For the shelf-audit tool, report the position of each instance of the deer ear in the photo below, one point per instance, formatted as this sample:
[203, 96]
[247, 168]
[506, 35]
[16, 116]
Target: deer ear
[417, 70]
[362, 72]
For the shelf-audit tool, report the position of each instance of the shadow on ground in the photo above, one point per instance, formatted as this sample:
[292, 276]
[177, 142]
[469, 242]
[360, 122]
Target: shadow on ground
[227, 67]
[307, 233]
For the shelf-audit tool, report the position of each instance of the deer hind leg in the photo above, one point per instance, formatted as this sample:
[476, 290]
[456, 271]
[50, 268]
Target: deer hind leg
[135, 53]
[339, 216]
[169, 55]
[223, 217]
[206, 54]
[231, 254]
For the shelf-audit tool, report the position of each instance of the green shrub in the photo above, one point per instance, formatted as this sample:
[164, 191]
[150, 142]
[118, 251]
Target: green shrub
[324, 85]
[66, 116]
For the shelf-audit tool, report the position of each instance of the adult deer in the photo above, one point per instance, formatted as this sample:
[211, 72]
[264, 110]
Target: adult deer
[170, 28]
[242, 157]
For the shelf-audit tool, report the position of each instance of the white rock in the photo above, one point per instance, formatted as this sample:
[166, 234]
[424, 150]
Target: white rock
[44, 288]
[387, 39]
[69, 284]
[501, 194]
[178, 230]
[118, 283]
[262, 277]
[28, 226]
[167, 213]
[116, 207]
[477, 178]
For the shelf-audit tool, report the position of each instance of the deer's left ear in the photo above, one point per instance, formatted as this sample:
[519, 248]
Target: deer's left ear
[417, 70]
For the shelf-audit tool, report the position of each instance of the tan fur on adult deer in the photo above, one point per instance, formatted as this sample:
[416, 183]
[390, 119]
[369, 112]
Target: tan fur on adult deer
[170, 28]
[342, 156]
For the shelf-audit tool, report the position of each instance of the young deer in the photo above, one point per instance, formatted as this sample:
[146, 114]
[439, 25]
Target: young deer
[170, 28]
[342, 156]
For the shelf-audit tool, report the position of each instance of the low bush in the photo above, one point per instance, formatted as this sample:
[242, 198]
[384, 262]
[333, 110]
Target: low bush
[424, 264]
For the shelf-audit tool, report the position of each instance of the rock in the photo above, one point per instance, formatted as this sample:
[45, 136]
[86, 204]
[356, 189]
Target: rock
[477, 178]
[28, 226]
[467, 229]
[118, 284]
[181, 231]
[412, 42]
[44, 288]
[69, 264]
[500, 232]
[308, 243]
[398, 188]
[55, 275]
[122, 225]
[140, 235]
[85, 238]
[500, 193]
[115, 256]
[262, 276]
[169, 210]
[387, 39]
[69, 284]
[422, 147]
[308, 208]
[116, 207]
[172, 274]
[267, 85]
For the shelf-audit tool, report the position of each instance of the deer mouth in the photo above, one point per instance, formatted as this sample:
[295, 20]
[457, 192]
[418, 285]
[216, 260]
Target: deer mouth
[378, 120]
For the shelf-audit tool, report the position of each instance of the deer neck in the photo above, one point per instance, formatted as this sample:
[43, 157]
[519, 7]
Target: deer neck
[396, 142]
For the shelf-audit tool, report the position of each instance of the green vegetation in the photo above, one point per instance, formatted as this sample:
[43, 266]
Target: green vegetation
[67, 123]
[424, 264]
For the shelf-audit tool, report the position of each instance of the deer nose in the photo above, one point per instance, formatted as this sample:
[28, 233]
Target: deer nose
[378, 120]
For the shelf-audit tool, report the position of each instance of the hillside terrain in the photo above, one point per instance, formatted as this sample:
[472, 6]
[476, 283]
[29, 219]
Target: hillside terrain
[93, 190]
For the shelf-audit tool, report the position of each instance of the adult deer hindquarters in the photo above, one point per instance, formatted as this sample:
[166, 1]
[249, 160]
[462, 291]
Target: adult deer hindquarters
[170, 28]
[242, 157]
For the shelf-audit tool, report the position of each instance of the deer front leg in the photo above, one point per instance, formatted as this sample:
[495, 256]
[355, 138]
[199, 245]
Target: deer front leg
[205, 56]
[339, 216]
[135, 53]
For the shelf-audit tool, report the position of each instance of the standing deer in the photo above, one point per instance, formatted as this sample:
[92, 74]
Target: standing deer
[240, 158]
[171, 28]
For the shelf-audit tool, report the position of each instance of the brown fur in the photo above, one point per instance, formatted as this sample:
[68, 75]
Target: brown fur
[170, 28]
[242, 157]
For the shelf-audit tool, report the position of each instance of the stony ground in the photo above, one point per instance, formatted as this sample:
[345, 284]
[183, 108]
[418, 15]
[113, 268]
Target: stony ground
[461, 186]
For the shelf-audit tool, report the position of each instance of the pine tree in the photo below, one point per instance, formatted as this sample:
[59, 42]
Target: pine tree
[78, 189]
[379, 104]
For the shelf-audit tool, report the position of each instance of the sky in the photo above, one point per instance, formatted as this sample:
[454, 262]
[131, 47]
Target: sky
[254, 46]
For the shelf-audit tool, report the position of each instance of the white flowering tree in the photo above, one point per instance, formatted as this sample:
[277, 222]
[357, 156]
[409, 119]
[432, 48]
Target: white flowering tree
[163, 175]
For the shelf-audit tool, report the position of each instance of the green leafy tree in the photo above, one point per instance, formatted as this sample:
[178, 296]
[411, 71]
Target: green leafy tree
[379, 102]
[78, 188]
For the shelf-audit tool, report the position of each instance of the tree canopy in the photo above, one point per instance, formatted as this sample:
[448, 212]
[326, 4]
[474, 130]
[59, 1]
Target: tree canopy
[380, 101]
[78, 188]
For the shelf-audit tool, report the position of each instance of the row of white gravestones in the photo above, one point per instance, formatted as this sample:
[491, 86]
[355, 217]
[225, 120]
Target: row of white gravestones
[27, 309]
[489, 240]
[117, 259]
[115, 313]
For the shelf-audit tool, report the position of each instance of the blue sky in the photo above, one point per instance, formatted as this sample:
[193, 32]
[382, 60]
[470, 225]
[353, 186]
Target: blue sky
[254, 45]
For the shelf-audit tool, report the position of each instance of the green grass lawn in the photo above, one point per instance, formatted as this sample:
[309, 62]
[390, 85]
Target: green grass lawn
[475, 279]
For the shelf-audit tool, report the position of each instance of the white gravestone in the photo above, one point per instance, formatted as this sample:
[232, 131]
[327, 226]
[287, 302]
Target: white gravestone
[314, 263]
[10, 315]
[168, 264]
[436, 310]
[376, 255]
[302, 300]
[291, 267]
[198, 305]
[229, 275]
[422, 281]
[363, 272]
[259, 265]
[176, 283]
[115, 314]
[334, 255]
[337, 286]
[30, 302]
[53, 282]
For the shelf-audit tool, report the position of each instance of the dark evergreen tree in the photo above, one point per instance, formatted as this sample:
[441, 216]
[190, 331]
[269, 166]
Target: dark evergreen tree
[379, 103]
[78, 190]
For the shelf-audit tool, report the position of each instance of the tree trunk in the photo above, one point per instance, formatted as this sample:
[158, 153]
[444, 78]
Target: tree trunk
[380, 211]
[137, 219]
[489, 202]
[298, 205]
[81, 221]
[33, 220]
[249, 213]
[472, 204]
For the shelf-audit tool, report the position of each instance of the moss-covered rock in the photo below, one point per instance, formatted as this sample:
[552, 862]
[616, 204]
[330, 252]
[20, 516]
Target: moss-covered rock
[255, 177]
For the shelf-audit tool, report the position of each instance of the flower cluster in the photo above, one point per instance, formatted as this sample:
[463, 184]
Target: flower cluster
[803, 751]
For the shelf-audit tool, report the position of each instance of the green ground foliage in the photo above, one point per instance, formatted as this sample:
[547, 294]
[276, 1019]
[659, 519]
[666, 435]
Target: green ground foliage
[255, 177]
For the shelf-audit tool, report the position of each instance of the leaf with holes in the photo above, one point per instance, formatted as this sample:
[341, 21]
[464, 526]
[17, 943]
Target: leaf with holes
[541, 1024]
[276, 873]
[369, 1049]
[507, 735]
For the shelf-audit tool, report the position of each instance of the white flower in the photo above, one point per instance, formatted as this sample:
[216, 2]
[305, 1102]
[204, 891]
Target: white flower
......
Copy out the section of the items that opens with the line containing "the green ground" and runs through the end of the items, keeping the requests and their sample coordinates unchanged. Scale each answer coordinate by 0.2 and round it to a whole number, with halves rounding up.

For the shelf-audit tool, report the position of each instance of the green ground foliage in the photo above, one point per instance, formatted as this sample:
[547, 294]
[276, 1019]
[659, 519]
[666, 435]
Target: green ground foliage
[51, 35]
For the shelf-audit tool, report the position of each instance of the leaf with holes in the photo above, one point per instance, formatted as this sample:
[341, 21]
[464, 526]
[17, 943]
Target: leaf with holes
[108, 205]
[55, 175]
[74, 210]
[101, 147]
For the shelf-audit tool, report the position of each instance of the white flower in the photo above, one point per instance, formatted as this sample:
[216, 2]
[305, 1102]
[204, 891]
Target: white flower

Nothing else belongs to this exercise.